-- STATED GOAL --
Begin at the line containing "Note: indicate every instance of the laptop in" and copy exactly through the last line of the listing, skipping every picture.
--*--
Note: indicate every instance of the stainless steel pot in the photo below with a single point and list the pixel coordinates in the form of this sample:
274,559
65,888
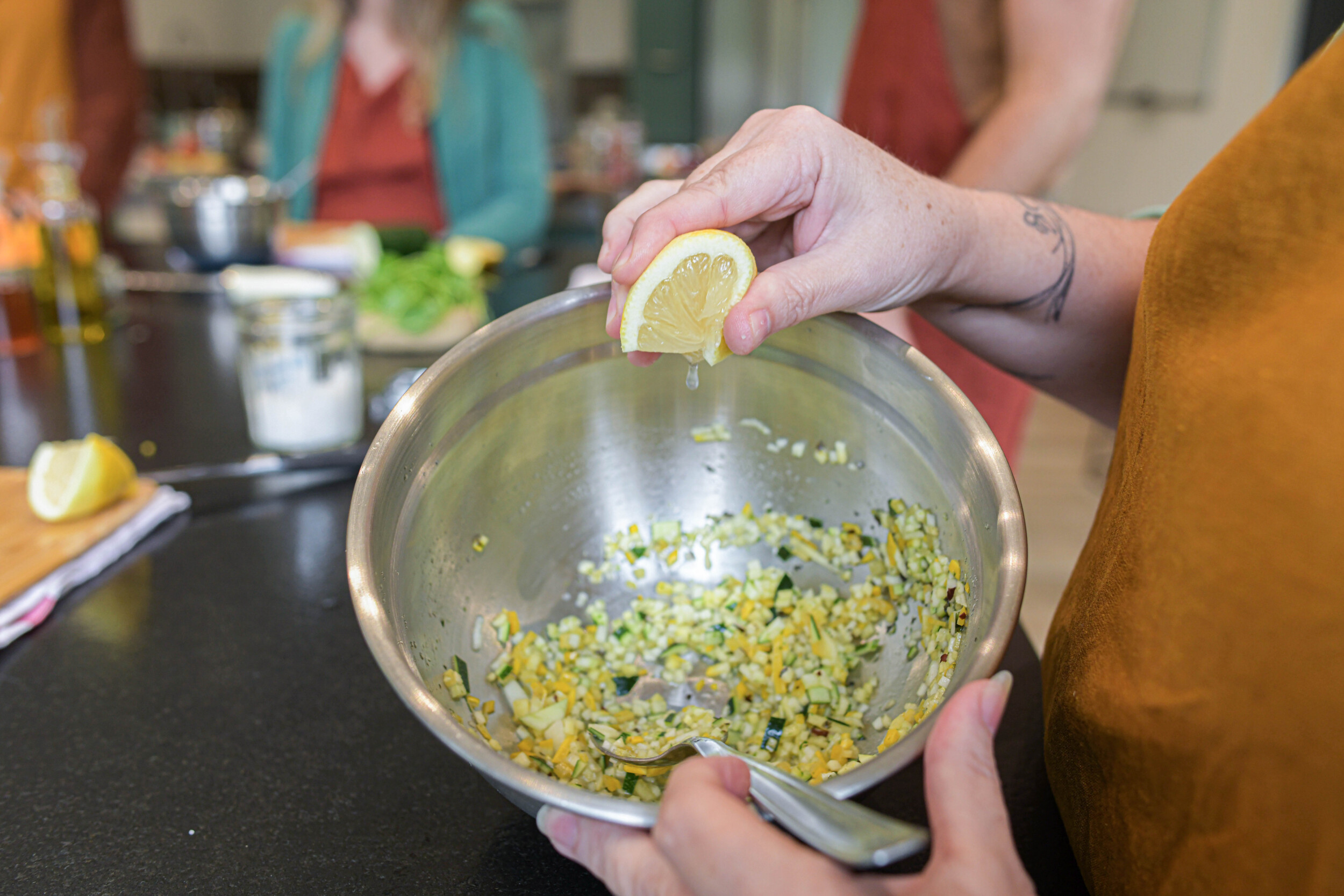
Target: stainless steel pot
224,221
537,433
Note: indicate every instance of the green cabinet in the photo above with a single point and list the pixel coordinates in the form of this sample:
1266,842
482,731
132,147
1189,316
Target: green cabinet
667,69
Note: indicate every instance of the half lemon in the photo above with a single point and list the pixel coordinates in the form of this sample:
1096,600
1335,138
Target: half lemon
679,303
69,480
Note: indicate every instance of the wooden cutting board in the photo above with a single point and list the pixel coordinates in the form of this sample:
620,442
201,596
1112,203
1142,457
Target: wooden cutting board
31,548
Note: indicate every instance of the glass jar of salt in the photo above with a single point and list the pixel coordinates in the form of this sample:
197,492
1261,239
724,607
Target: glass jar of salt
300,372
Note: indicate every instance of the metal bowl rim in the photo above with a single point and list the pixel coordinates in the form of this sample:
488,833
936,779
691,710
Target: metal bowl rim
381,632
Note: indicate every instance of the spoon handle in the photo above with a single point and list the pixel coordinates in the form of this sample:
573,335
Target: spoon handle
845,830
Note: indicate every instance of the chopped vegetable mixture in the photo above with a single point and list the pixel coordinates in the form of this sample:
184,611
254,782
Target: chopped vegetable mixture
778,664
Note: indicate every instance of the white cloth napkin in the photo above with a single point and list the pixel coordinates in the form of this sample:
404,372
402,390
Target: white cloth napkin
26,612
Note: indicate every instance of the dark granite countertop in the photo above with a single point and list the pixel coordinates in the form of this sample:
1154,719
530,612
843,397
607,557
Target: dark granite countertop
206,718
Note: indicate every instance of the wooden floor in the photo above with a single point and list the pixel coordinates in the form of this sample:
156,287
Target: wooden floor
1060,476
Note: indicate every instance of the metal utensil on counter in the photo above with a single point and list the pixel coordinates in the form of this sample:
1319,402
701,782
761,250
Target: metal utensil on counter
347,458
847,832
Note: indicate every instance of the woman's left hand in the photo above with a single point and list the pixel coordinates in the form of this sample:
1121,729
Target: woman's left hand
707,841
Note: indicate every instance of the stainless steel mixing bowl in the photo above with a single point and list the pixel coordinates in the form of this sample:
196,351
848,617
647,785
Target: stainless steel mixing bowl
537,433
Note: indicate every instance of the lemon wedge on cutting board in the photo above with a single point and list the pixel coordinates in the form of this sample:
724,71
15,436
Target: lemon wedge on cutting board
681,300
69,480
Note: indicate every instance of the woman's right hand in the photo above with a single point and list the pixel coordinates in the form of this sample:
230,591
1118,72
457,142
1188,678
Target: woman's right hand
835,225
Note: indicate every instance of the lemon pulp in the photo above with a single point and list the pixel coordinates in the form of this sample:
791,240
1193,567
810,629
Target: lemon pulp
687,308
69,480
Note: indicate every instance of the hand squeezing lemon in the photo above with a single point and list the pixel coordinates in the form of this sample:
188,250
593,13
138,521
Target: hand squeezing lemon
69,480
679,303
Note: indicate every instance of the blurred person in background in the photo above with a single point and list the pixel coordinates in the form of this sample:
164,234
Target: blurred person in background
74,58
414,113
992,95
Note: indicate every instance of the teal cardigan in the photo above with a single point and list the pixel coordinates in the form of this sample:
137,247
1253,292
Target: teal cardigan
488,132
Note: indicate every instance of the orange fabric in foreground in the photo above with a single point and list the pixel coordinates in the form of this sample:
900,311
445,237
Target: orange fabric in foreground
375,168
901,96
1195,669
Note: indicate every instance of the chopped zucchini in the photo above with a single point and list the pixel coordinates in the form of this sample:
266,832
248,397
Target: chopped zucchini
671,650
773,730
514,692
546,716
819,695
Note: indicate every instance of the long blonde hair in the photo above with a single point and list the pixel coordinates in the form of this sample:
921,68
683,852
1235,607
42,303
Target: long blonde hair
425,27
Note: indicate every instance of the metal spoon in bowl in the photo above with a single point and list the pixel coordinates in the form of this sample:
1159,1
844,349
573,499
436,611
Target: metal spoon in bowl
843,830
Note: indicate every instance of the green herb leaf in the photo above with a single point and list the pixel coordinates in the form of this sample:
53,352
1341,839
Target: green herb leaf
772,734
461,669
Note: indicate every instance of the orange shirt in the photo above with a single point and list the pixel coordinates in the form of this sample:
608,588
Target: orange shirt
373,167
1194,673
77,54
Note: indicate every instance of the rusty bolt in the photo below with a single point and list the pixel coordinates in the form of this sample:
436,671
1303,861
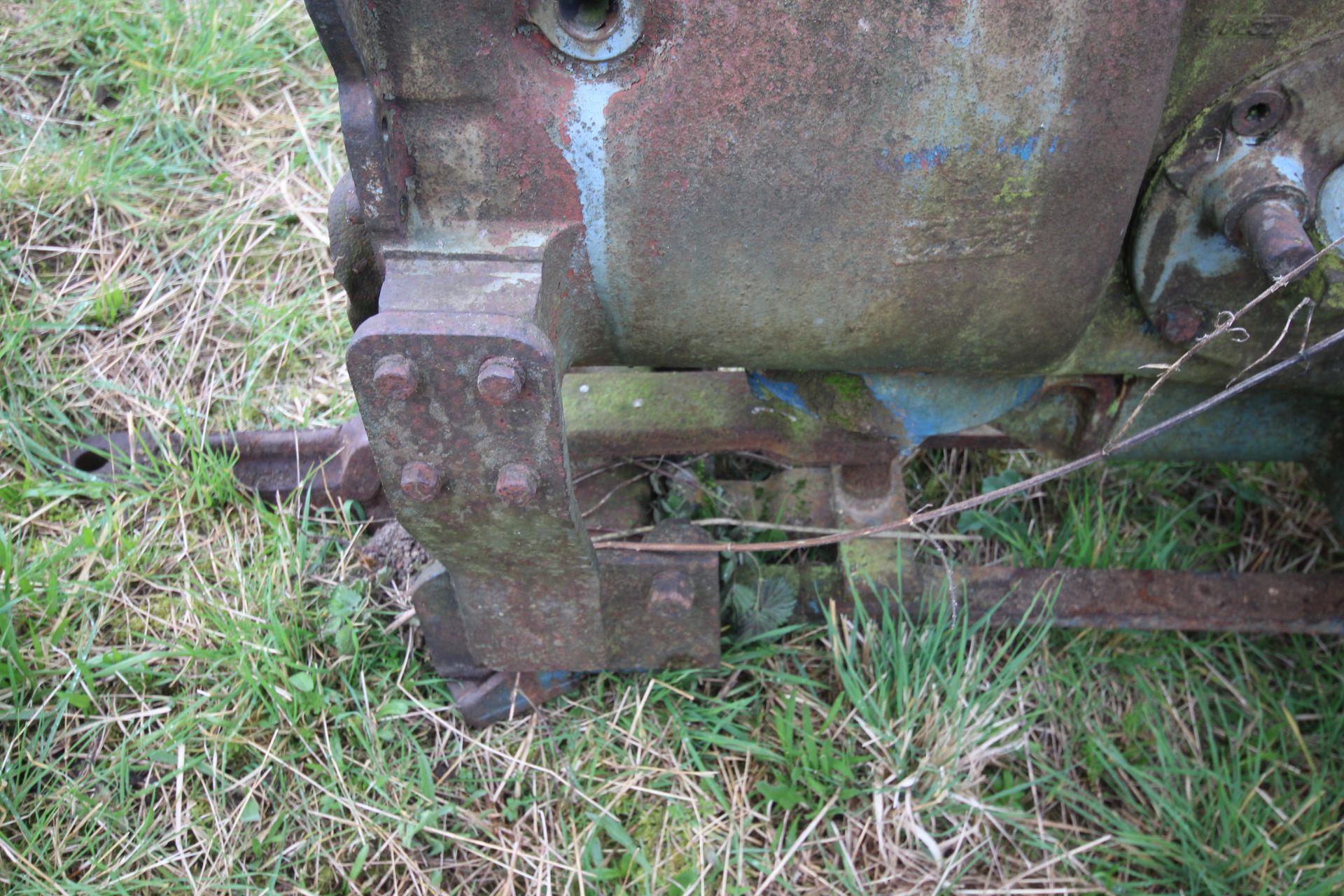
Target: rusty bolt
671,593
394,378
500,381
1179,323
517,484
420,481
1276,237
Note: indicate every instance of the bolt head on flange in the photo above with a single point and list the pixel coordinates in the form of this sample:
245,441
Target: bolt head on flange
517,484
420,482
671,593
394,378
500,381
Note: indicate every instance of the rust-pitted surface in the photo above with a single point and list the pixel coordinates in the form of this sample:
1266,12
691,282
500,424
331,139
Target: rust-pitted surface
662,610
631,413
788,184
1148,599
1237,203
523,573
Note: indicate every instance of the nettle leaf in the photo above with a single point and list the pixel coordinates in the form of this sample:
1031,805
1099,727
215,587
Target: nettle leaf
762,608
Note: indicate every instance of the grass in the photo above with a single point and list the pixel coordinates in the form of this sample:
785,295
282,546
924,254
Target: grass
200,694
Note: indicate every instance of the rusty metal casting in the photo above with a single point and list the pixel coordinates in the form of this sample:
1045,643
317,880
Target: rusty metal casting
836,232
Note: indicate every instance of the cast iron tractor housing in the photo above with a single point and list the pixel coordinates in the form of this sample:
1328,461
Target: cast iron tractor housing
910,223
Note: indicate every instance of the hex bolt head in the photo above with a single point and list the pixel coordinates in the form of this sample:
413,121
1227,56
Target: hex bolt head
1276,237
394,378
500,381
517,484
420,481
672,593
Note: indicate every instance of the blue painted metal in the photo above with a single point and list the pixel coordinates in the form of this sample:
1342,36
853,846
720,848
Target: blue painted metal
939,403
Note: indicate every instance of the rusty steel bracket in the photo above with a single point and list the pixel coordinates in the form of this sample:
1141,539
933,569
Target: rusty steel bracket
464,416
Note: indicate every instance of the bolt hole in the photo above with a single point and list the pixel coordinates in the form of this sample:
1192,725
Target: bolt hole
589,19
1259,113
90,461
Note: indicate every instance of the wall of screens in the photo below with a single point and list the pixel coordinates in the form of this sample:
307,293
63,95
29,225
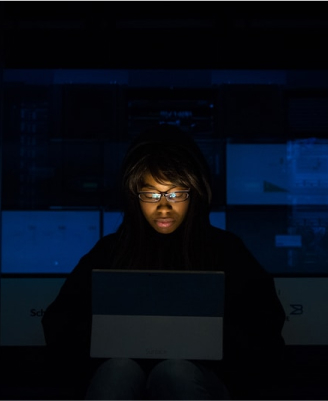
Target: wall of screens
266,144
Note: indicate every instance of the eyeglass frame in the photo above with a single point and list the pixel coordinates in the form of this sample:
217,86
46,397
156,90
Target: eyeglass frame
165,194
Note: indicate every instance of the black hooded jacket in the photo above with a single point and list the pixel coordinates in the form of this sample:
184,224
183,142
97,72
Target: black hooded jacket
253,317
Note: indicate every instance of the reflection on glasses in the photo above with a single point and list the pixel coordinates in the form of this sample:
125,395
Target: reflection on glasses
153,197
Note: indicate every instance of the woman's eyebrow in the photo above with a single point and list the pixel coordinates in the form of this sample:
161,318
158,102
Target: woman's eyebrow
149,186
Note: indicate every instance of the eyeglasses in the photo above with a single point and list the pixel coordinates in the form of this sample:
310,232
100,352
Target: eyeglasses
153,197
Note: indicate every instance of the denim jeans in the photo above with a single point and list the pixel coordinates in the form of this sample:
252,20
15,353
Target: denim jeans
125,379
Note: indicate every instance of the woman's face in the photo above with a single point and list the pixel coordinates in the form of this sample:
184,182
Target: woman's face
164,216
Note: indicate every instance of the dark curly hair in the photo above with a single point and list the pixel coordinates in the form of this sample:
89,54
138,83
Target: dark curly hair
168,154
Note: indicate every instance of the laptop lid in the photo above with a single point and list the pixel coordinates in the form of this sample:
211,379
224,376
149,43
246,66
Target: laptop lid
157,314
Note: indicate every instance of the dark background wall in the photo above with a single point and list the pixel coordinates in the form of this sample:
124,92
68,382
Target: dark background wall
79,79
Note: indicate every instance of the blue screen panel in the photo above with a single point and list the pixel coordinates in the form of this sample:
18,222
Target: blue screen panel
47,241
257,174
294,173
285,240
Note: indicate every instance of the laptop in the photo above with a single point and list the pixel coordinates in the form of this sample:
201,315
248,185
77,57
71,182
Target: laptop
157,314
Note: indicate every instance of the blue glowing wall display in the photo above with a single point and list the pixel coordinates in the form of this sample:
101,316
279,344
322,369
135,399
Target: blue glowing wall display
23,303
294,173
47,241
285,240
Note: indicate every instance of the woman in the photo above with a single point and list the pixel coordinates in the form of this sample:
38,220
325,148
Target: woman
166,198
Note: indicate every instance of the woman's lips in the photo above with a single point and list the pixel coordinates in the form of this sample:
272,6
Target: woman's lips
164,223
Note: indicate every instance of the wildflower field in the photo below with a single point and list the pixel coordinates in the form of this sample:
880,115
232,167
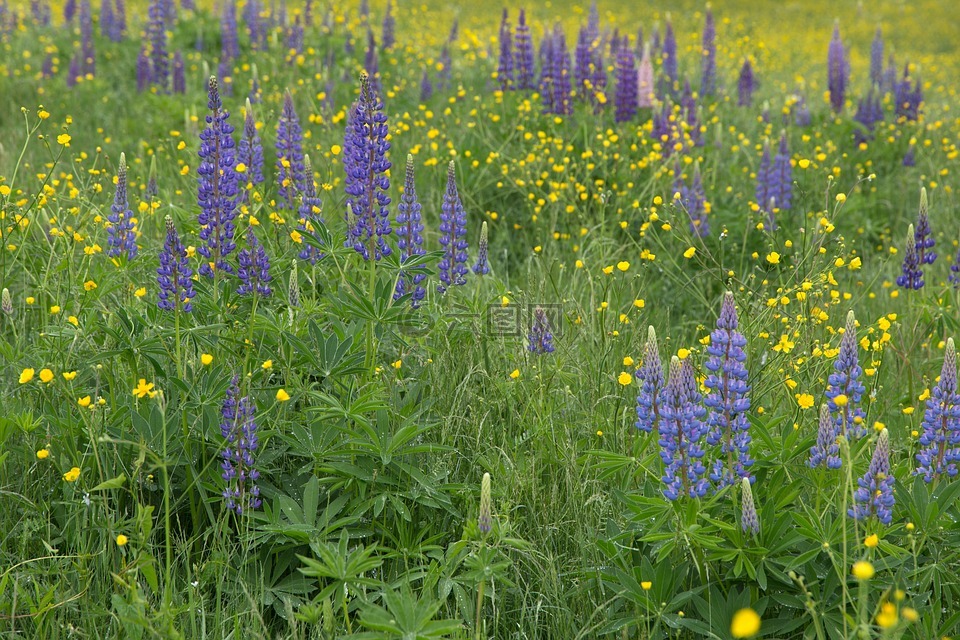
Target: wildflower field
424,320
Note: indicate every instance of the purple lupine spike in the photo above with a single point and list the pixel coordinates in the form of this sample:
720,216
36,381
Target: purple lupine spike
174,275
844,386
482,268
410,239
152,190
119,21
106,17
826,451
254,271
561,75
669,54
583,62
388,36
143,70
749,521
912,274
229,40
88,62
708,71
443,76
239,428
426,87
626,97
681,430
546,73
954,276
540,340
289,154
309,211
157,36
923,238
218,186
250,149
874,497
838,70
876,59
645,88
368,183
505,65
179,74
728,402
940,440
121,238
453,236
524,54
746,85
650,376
--*--
-- ANSWER TO THIS TASK --
Note: indicate every instance of the laptop in the photo above with a single point and list the pixel coordinates in the form of this sample:
201,315
248,185
77,57
71,182
Target: laptop
157,314
Note: indicate every instance of the blue glowing wall display in the photo above with a single point and list the pixel coordinates in the form of this sample:
101,316
279,344
322,369
135,399
Target: blue glowing wall display
23,303
294,173
47,241
285,240
Note: indicate every instance of the woman in the photo above with a single point and list the pixel coordinates in the form of this sample:
38,220
325,148
Target: woman
166,198
Note: indicate every instance of the woman's lips in the photo above with a single point and list the pixel coordinates in the form of this sample:
272,6
Target: woman's lips
164,223
Note: indicate every instance of the wildflower field in the photo below with a single point and list the pixel coordinates in the form of this sample:
880,115
232,167
Target: wildflower field
424,320
Note: indicate every instance of the purple lupine spike in the photo above with a single point and list the pixel coordinates in the form of this sample:
720,216
36,381
Target: purple lupine spike
174,275
844,386
482,268
410,239
152,190
119,21
106,17
826,451
254,271
561,75
669,54
583,62
388,36
143,70
749,521
912,274
229,40
88,62
708,71
443,76
239,428
426,87
626,97
681,430
546,73
954,276
540,340
289,154
309,211
157,36
923,238
218,186
250,149
874,497
838,70
876,59
645,88
368,183
505,65
179,74
728,402
940,440
121,238
453,236
524,54
746,85
650,376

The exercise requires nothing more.